§ **Activity 1**:
Using the passage on language overlap and cell activity, decide whether each statement agrees with it: (a) Language pairs that overlap only in syntax differed significantly in cell activation change from pairs with no overlap. (b) Cell identifier served as the random intercepts in the model. (c) Languages overlapping in morphology and one other domain show the lowest differences in cell activation. Answer yes or no for each and quote the deciding words.
§ **Activity 2**:
In the passage on language overlap and cell activity, what did the model use as the dependent variable?
§ **Activity 3**:
Extend the passage on language overlap and cell activity, starting after its last sentence.

§ **Document segment**:
To analyse the effects of domains of overlap (e.g., syntax vs. morphology for language pairs with one degree of overlap, or syntax/morphology vs. vocab/morphology for language pairs with two degrees of overlap), we built a mixed effects linear regression model, with the same software as in our degree analysis. Again we set the absolute mean activity change as the dependent variable, and used part of speech and overlap domain as independent variables, and cell identifier as random intercepts.

Two key patterns that emerged in the model are visible in Figure 4. First, shared syntax does little to reduce cell activity differences between L1 and L2. Language pairs which overlap only in syntax showed no significant difference in cell activation change from language pairs which do not overlap at all [β = −0.004, SE (β) = 0.013, t = −0.36]. Further, language pairs which overlap in vocabulary and syntax show similar reductions in cell activity as language pairs which overlap in vocabulary alone [vocabulary alone: β = −0.021, SE (β) = 0.010, t = −2.06; vocabulary and syntax: β = −0.025, SE (β) = 0.011, t = −2.31]. Second, shared morphology seems to be the most helpful in reducing changes in cell activity between L1 and L2—especially when it is combined with a second degree of overlap. Languages which overlap in morphology alone show lower differences in cell activity than languages with no overlap [β = −0.031, SE (β) = 0.013, t = −2.44], or which overlap only in syntax; and languages which overlap in morphology and some other domain have the lowest differences in cell activation [morphology and vocabulary: β = −0.058, SE (β) = 0.013, t = −4.64; morphology and syntax: β = −0.050, SE (β) = 0.013, t = −3.97].

(Region pointing data)
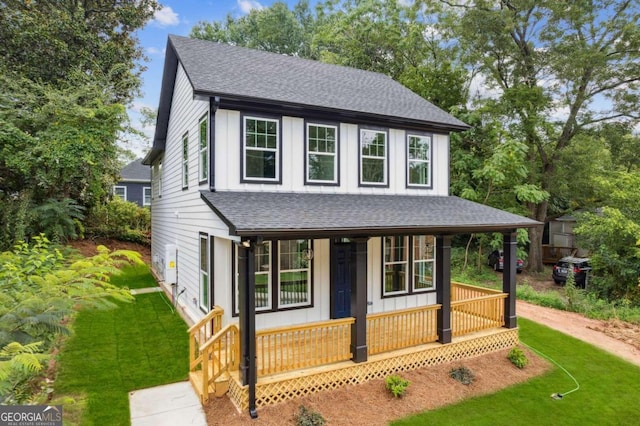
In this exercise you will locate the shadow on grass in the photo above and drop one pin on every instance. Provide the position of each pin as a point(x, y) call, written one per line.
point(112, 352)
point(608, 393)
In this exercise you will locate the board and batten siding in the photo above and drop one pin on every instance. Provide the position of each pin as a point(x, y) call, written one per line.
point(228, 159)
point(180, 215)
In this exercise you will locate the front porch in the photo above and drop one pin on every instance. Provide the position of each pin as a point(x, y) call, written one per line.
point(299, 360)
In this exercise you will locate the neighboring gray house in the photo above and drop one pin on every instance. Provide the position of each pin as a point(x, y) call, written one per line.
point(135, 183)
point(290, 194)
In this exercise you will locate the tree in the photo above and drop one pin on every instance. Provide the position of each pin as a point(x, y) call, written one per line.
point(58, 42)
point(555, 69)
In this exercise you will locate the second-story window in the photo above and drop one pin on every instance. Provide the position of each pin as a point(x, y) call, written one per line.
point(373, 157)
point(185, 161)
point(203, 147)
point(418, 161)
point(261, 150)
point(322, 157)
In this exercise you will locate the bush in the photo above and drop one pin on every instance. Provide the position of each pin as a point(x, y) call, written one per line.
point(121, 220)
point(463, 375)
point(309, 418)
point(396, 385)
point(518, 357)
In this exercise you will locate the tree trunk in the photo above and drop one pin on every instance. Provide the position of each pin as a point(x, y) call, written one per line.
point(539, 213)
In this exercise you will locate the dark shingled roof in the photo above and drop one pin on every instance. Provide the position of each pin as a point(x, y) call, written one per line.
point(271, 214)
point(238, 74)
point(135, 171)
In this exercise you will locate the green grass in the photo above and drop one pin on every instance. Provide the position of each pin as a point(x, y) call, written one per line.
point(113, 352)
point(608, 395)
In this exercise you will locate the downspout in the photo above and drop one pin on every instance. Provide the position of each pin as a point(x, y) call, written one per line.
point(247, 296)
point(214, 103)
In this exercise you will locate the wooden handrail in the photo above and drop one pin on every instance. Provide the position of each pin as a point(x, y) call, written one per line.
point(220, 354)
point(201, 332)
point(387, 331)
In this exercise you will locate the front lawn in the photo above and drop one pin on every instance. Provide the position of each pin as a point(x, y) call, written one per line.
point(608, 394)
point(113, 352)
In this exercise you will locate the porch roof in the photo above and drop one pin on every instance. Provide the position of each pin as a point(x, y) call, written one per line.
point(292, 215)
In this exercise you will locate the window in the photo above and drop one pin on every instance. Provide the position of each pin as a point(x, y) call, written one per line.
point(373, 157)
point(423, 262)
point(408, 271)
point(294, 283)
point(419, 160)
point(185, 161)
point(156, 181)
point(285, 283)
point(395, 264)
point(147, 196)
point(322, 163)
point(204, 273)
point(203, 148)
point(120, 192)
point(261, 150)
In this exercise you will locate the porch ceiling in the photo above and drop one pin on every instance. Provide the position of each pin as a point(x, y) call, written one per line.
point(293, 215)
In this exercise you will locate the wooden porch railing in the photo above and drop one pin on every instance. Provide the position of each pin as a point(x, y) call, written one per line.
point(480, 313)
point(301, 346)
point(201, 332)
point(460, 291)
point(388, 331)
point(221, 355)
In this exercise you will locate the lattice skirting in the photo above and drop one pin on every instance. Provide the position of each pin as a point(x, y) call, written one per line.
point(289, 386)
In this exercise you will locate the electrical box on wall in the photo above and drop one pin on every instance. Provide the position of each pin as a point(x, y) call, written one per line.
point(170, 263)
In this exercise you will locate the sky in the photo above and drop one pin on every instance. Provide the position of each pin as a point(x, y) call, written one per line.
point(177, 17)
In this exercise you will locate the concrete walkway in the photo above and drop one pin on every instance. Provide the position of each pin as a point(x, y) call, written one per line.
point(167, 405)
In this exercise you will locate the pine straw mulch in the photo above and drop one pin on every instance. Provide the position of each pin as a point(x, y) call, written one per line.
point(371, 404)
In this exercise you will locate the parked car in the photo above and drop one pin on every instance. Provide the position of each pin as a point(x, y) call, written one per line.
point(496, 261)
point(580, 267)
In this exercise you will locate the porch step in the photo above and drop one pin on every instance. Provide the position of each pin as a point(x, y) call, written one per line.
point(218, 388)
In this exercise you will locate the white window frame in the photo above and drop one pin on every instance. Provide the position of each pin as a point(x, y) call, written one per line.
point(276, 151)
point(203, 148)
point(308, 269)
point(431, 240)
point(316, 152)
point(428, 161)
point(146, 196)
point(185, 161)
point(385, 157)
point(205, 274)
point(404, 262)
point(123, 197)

§ **Exercise output 1**:
(a) No: "Language pairs which overlap only in syntax showed no significant difference in cell activation change from language pairs which do not overlap at all"
(b) Yes: "cell identifier as random intercepts"
(c) Yes: "languages which overlap in morphology and some other domain have the lowest differences in cell activation"

§ **Exercise output 2**:
The absolute mean activity change.

§ **Exercise output 3**:
FIGURE 4
www.frontiersin.org

Figure 4. Absolute cell activity change for models learning L2 after L1, averaged across all 100 hidden cells, organized by the domain in which language pairs overlapped.

4. Discussion

This project used artificial language learners and artificial languages to test a method of investigating L2 acquisition that has considerable potential for expansion. By building artificial languages, we were able to sidestep the problem of defining how similar two languages are, because we could hard-code into the artificial languages a known degree of overlap. By measuring the changes in neural networks that had been trained on these languages, we were able to estimate the learnability of a language by focusing not on output, but on changes within the generative machine itself. Our results supported our predictions: More degrees of overlap between an L1 and L2 led to less change in network activity. In other words, more similar languages were easier to learn.

4.1. Key Domains and Structures for Learning

Our results are particularly intriguing because they offer insights into which components of linguistic similarity, and which linguistic structures, seem to require the most learning during second language acquisition. We observed that a shared morphological system between L1 and L2 in particular seemed to result in easier learning; while shared syntactic structures seemed to make very little difference. Further, function words (conjunctions, determiners, and prepositions) seemed to be harder to learn compared to content words (adjectives, and nouns, although to a lesser extent verbs).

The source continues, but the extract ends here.